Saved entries
··········

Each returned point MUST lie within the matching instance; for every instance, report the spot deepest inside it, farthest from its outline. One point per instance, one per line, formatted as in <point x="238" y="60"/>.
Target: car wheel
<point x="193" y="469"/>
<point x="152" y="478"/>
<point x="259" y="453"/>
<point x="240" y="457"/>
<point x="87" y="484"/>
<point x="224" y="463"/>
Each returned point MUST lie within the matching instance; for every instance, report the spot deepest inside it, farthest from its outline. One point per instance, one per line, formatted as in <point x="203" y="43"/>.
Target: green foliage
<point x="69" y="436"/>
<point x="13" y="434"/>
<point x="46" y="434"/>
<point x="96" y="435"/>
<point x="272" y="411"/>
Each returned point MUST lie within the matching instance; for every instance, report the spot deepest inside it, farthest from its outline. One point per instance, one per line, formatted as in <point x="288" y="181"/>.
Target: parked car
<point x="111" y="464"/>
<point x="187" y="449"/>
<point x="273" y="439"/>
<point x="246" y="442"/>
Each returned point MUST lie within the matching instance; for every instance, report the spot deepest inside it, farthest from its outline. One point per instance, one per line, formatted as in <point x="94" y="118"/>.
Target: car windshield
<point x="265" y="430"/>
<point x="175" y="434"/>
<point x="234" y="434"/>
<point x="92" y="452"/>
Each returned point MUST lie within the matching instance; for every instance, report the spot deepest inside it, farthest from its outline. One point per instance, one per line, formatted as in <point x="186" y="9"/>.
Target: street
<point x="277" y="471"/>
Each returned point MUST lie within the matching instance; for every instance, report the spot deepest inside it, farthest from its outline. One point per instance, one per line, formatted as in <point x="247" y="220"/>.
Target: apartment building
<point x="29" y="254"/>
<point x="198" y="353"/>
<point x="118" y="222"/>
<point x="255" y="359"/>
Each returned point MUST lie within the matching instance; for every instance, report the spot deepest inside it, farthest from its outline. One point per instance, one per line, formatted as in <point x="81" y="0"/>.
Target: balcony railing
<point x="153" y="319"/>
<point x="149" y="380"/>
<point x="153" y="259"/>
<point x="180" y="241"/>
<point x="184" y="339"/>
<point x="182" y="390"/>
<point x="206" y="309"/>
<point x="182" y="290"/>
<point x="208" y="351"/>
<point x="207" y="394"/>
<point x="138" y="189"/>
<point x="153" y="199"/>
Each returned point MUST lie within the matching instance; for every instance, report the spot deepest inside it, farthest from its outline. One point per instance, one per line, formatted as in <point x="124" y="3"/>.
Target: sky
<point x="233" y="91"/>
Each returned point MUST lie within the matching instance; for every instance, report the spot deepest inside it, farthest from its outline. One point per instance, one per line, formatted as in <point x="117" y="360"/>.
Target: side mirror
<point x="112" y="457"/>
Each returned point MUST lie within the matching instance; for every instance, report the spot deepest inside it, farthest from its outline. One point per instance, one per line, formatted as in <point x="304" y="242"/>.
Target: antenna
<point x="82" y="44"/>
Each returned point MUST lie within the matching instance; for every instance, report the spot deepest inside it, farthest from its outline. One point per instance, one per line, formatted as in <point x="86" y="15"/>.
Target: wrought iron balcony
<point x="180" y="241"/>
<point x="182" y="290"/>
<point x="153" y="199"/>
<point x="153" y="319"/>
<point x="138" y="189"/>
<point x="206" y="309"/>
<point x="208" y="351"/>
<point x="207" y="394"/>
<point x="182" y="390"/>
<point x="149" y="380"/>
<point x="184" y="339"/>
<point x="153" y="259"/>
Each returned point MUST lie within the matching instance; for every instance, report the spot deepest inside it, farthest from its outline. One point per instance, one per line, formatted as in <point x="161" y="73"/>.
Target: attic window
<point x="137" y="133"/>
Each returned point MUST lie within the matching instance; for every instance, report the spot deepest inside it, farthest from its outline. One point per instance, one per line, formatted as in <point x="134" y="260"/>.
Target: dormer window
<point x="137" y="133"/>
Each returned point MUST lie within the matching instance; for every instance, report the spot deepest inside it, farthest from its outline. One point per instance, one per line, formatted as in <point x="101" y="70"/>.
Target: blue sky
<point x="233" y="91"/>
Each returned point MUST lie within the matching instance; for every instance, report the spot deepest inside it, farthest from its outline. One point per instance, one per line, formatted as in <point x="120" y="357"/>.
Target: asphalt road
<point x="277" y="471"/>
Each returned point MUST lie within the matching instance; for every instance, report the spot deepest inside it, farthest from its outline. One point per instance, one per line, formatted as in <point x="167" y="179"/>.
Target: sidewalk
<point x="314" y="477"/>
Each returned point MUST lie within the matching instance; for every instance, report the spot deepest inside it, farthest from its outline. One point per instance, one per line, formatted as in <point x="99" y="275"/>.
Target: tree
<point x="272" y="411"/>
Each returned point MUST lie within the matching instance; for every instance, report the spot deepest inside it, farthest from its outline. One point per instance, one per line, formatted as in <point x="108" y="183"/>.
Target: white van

··········

_Required work:_ Reproduce verbatim the stretch of lines beginning with the one containing "Target: blue sky" and ending at the close of the entries above.

_Solution below:_
Target: blue sky
<point x="233" y="91"/>
Each returned point MUST lie within the matching instance; for every instance, report the spot deepest inside it, farthest from its outline. One point per instance, one per line, formatted as in <point x="120" y="357"/>.
Target: asphalt road
<point x="277" y="471"/>
Each returned point MUST lie within the matching instance; for every instance, report the spot deepest inside it, farthest from its outline. One point per instance, one per line, formatted as in <point x="167" y="179"/>.
Target: sidewalk
<point x="314" y="477"/>
Each returned point MUST lie within the matching instance; for every instance, report the spot deepest inside it, farthest from its outline. One point per instance, one per line, formatted as in <point x="99" y="275"/>.
Target: tree
<point x="272" y="411"/>
Each returned point MUST lie within the matching instance; for every instance, report the spot deepest inside it, farthest from its outline. One point per instance, one per line, formatted as in <point x="108" y="183"/>.
Target: white van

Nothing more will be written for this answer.